*DO THIS*
Put the lines of the records below, from the line containing "It would be wonderful if you could pinpoint every puppy's ear" through the line containing "[114,111,137,128]", both included, into a Markdown table with the columns Number and Record line. Number each row and omit any blank lines.
• • • •
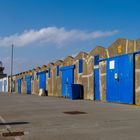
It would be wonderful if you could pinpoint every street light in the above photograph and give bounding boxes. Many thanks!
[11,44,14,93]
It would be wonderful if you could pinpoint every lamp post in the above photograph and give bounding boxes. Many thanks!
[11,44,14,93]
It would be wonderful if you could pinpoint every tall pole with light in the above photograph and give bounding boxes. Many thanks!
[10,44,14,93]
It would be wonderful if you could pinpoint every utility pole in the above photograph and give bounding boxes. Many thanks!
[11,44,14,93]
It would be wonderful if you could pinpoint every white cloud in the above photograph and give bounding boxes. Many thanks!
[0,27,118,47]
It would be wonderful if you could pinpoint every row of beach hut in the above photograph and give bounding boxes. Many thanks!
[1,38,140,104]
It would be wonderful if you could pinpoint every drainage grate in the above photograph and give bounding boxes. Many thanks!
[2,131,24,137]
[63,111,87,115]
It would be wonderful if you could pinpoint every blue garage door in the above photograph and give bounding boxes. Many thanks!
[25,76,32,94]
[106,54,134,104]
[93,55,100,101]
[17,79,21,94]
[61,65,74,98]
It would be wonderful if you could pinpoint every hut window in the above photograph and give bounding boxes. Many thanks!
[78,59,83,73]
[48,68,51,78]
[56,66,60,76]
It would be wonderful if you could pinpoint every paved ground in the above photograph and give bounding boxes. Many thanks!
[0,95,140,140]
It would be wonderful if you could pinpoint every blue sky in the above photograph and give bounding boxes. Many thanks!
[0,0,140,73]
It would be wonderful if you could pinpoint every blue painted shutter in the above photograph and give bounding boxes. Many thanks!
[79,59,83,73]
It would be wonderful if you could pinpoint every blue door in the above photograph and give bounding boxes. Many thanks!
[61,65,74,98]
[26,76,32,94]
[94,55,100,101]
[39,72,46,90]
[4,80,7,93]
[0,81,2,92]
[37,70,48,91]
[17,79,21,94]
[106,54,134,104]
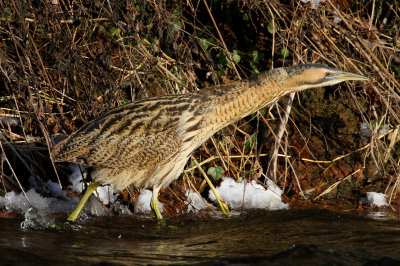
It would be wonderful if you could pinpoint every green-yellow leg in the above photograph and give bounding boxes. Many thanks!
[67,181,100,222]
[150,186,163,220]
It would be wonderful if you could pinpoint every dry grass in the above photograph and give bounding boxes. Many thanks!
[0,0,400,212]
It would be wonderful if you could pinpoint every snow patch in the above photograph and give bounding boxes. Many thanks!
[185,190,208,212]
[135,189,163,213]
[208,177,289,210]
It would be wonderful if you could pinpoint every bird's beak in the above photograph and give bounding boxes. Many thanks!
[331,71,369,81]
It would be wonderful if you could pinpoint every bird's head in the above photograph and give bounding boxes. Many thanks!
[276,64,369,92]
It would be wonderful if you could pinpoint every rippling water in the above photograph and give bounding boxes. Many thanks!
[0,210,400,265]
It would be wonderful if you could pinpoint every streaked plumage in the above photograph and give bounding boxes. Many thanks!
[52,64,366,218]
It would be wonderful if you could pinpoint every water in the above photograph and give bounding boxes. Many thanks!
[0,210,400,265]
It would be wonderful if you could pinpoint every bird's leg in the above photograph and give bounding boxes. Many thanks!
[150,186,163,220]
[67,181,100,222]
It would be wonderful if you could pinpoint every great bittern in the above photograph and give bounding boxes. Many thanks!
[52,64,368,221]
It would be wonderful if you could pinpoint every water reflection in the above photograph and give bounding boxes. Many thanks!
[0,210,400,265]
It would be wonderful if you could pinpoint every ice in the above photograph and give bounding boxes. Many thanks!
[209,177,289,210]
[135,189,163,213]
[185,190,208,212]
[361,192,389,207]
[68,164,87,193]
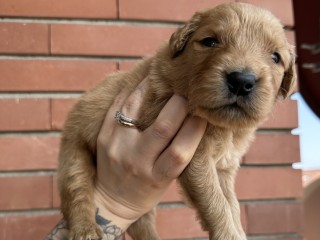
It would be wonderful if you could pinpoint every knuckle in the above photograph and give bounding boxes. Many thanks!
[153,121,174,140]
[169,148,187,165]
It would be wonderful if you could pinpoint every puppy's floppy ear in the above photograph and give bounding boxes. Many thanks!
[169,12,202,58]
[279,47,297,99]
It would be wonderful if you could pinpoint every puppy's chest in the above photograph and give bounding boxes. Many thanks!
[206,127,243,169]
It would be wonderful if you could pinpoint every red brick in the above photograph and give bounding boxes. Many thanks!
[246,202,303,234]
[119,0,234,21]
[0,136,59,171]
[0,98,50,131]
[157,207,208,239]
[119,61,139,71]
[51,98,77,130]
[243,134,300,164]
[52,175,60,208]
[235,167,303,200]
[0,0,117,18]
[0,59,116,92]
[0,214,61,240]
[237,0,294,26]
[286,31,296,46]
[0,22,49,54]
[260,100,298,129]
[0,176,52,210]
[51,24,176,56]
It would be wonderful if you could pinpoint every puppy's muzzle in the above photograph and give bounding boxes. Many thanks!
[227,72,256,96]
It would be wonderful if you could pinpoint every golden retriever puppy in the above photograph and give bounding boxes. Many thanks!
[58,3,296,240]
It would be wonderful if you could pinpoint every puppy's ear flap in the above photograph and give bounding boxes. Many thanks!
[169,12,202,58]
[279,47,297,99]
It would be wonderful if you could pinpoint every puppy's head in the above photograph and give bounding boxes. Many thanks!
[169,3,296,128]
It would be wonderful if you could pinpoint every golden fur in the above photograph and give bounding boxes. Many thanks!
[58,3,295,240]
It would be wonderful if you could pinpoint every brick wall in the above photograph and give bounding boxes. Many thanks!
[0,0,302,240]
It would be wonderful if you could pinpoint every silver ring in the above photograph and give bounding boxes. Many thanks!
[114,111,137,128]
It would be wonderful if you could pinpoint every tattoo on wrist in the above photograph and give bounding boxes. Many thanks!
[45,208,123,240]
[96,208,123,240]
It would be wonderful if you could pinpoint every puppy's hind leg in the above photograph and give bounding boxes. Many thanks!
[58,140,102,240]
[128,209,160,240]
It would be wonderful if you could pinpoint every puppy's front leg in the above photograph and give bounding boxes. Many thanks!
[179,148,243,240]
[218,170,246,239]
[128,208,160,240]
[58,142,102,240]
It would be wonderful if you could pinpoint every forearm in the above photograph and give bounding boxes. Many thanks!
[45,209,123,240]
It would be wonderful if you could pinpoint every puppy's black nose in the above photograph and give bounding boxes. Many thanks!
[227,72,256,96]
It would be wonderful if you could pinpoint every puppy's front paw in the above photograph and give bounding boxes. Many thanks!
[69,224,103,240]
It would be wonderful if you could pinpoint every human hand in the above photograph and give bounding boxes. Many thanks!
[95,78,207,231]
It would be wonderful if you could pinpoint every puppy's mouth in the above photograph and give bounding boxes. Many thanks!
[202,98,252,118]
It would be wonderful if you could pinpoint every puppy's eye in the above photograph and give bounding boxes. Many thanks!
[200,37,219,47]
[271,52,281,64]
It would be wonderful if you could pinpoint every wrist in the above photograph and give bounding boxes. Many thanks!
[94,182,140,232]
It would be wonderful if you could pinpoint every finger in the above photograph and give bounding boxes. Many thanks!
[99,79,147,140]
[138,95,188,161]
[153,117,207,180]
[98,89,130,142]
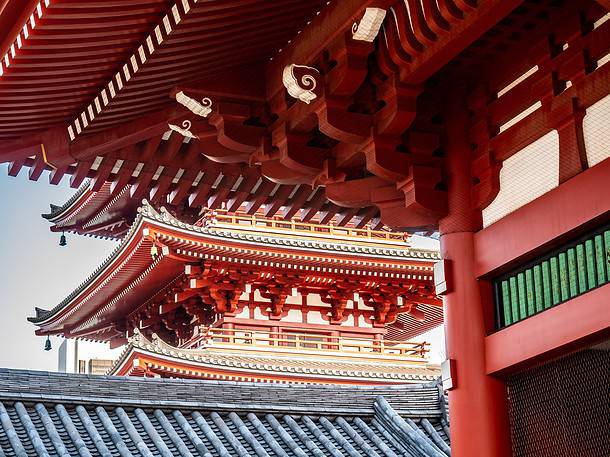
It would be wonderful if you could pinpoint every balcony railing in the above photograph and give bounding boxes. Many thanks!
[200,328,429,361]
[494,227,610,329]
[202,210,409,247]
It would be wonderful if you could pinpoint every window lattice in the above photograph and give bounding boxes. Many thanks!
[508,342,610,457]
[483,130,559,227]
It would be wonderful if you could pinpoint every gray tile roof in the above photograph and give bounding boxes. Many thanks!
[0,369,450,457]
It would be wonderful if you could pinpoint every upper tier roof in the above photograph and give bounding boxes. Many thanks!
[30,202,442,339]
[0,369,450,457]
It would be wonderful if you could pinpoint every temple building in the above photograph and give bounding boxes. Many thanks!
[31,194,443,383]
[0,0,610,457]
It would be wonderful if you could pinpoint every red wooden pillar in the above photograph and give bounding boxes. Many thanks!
• • • •
*RESULT*
| Number | Record line |
|---|---|
| 1 | It would be wonderful if you could pinpoint every puppy's ear flap in the above photograph and give bounding boxes. Many thanks! |
| 2 | [169,12,202,58] |
| 3 | [279,47,297,99] |
| 4 | It would be wonderful if you could pinpoint every puppy's head in the above photograph and give bounding boxes. Many thanks! |
| 5 | [169,3,296,128] |
| 6 | It would be wonderful if you could pinpoint every golden fur in the above photograph and give bounding boxes. Many thanks! |
| 7 | [58,3,295,240] |
| 8 | It would be wonderful if you could pinpoint every brick wall in the above photograph and give bounding boxes. Many thanks! |
| 9 | [0,0,302,240] |
| 10 | It would be wonderful if you could pinpoint every silver ring in the above photograph and give bounding boxes. Many thanks! |
| 11 | [114,111,137,128] |